▶ Task prompt
Rewrite the listing below as a JSON array of strings, one string per line, leaving out any blank lines.

▶ Exercise material

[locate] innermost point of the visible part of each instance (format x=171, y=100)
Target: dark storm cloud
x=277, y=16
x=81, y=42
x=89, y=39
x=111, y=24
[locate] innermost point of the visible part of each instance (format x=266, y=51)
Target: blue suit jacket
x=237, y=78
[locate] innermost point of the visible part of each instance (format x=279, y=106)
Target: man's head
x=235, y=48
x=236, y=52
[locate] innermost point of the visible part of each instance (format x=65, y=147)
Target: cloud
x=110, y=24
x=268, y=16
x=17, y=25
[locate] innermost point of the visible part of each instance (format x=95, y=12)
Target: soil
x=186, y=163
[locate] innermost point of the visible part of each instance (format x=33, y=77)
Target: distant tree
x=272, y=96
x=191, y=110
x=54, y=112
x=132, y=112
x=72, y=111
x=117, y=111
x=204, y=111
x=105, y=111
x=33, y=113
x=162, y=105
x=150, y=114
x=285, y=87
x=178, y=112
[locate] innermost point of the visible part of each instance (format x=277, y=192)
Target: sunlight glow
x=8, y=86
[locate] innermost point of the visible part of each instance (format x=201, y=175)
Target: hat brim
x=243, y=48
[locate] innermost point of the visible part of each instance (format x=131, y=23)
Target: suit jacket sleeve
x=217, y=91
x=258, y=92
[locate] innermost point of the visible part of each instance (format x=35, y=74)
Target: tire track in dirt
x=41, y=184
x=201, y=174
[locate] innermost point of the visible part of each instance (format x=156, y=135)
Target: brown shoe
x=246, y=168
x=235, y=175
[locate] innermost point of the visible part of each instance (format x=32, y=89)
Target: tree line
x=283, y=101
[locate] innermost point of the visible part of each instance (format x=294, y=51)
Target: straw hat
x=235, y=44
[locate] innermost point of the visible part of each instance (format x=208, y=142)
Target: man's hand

▶ Full solution
[
  "[locate] innermost point of the visible part of each instance (format x=171, y=100)",
  "Target: dark storm cloud",
  "x=277, y=16",
  "x=81, y=42",
  "x=89, y=39",
  "x=111, y=24",
  "[locate] innermost point of the visible part of each instance (format x=266, y=51)",
  "Target: blue suit jacket",
  "x=237, y=78",
  "[locate] innermost point of the visible part of each instance (format x=279, y=106)",
  "Target: man's head",
  "x=235, y=48",
  "x=236, y=52",
  "[locate] innermost point of the visible part of each instance (format x=65, y=147)",
  "Target: cloud",
  "x=110, y=24",
  "x=268, y=16",
  "x=17, y=25",
  "[locate] innermost point of the visible part of each instance (format x=95, y=12)",
  "Target: soil",
  "x=186, y=163",
  "[locate] innermost point of the visible part of each instance (format x=33, y=77)",
  "Target: distant tree",
  "x=272, y=96",
  "x=191, y=110",
  "x=54, y=112",
  "x=132, y=112",
  "x=72, y=111",
  "x=117, y=111",
  "x=204, y=111",
  "x=105, y=111",
  "x=33, y=113",
  "x=162, y=105",
  "x=150, y=114",
  "x=285, y=87",
  "x=178, y=112",
  "[locate] innermost point of the visible part of each instance (format x=277, y=192)",
  "Target: sunlight glow",
  "x=8, y=86",
  "[locate] innermost point of the visible part of each instance (format x=201, y=175)",
  "Target: hat brim",
  "x=243, y=48",
  "[locate] innermost point of the visible part of each instance (format x=131, y=23)",
  "Target: suit jacket sleeve",
  "x=217, y=91",
  "x=258, y=92",
  "[locate] innermost point of the visible part of each instance (format x=35, y=74)",
  "Target: tire track in dirt",
  "x=41, y=184",
  "x=201, y=174",
  "[locate] innermost point of the visible part of each instance (format x=156, y=135)",
  "Target: brown shoe",
  "x=246, y=168",
  "x=235, y=175",
  "[locate] innermost point of the visible part of each instance (format x=32, y=89)",
  "Target: tree line",
  "x=283, y=101",
  "[locate] innermost point of the visible part of each instance (format x=294, y=51)",
  "Target: straw hat",
  "x=235, y=44",
  "[locate] innermost point of the visible part of each instance (format x=208, y=142)",
  "Target: man's hand"
]